REQUIRED ACTION ::
Return only the lines from the top of the data down to the one that holds "506, row 345.", both included, without any pictures.

DATA TO PROCESS ::
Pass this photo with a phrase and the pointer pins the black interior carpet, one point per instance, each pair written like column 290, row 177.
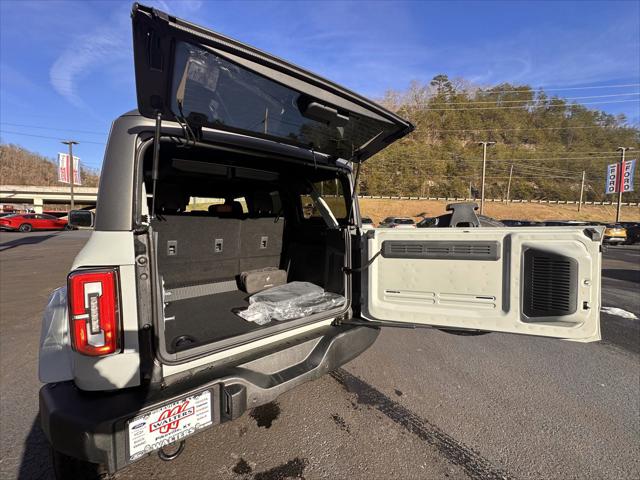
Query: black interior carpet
column 205, row 319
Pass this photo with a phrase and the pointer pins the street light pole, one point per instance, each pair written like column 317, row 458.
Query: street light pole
column 509, row 184
column 581, row 191
column 484, row 170
column 620, row 179
column 71, row 143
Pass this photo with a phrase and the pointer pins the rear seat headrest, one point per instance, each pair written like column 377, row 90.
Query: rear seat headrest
column 227, row 210
column 262, row 204
column 171, row 199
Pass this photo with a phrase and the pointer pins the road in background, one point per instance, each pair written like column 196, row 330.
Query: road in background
column 418, row 404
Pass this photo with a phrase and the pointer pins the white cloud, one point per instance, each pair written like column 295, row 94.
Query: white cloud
column 103, row 50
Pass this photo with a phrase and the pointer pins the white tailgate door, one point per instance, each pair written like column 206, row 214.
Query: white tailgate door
column 534, row 281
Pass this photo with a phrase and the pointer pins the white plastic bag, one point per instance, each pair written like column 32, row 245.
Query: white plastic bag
column 286, row 302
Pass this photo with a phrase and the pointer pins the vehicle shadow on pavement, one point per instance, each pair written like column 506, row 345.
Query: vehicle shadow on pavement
column 626, row 275
column 36, row 459
column 27, row 240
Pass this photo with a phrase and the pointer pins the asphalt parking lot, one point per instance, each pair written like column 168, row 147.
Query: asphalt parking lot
column 418, row 404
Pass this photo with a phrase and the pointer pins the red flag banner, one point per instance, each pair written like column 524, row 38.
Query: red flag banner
column 626, row 177
column 64, row 169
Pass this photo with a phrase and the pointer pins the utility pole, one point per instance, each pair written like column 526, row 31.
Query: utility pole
column 581, row 191
column 620, row 179
column 71, row 143
column 484, row 170
column 509, row 184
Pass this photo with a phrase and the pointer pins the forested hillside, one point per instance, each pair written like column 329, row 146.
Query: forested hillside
column 19, row 166
column 548, row 140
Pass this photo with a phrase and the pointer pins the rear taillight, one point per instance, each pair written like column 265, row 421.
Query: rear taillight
column 94, row 311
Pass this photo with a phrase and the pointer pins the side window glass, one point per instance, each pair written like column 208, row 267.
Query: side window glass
column 332, row 193
column 209, row 204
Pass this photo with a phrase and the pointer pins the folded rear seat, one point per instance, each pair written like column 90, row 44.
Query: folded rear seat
column 261, row 235
column 193, row 250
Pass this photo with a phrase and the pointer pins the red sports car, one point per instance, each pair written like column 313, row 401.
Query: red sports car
column 33, row 221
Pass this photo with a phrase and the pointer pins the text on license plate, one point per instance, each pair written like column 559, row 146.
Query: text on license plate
column 168, row 424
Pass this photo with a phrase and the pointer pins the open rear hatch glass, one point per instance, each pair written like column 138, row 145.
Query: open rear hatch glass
column 203, row 79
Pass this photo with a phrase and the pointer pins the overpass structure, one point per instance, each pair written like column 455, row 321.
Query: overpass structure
column 36, row 197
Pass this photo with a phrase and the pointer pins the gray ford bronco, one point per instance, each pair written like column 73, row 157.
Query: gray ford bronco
column 228, row 264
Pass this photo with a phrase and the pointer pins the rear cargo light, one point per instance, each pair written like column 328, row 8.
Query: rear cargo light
column 94, row 311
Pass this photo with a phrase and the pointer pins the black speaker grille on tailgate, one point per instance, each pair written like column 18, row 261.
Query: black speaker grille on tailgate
column 454, row 250
column 550, row 284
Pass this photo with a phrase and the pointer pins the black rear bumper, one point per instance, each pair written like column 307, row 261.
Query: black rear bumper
column 91, row 426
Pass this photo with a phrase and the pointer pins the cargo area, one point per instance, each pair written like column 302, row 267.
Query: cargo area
column 219, row 215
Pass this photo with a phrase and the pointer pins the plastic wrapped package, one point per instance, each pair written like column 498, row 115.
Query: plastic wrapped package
column 286, row 302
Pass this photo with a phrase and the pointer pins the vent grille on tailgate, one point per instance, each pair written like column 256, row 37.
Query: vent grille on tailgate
column 550, row 284
column 454, row 250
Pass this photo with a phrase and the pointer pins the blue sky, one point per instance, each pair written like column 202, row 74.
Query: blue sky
column 68, row 67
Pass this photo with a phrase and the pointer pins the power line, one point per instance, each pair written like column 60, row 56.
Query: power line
column 422, row 159
column 475, row 102
column 532, row 106
column 558, row 89
column 526, row 128
column 52, row 128
column 47, row 137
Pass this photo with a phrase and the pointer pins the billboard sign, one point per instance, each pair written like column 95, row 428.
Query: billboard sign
column 64, row 170
column 626, row 180
column 620, row 177
column 612, row 179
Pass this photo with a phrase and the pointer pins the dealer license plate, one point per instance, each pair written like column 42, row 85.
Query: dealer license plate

RESPONSE BELOW ::
Pass this photo with a phrase and the pointer pins the black interior carpet, one point per instance, each pair written like column 290, row 177.
Query: black interior carpet
column 205, row 319
Pass this photo with a phrase and the pointer pins the street light pole, one point per instance, each pair written like column 317, row 458.
Query: street light pole
column 509, row 184
column 581, row 191
column 484, row 170
column 620, row 179
column 71, row 143
Pass this photo with a phrase and the pointer pins the rear seat headrest, one point per instance, each pair written like column 377, row 90.
Query: rear seat headrest
column 227, row 210
column 262, row 204
column 171, row 199
Pass this photo with a phrase and the pointer pins the road in background, one point per instance, each pair written like column 196, row 330.
Query: road in background
column 418, row 404
Pass this photo with a phrase and the pointer pins the white cloud, one point per instance, each pair written like column 295, row 94.
Query: white cloud
column 103, row 50
Pass this photo with a phrase and the pointer pins the white tailgate door, one point per instance, each pair written like column 206, row 214.
Query: white tailgate door
column 534, row 281
Pass this photo with a phrase and the pointer pins the white plastic bag, one point per instance, each pair written like column 32, row 245.
Query: white plastic bag
column 286, row 302
Pass this photo with a phrase and the pointer pins the vehicle shadow on pavement, one point per instance, each pair written like column 506, row 345.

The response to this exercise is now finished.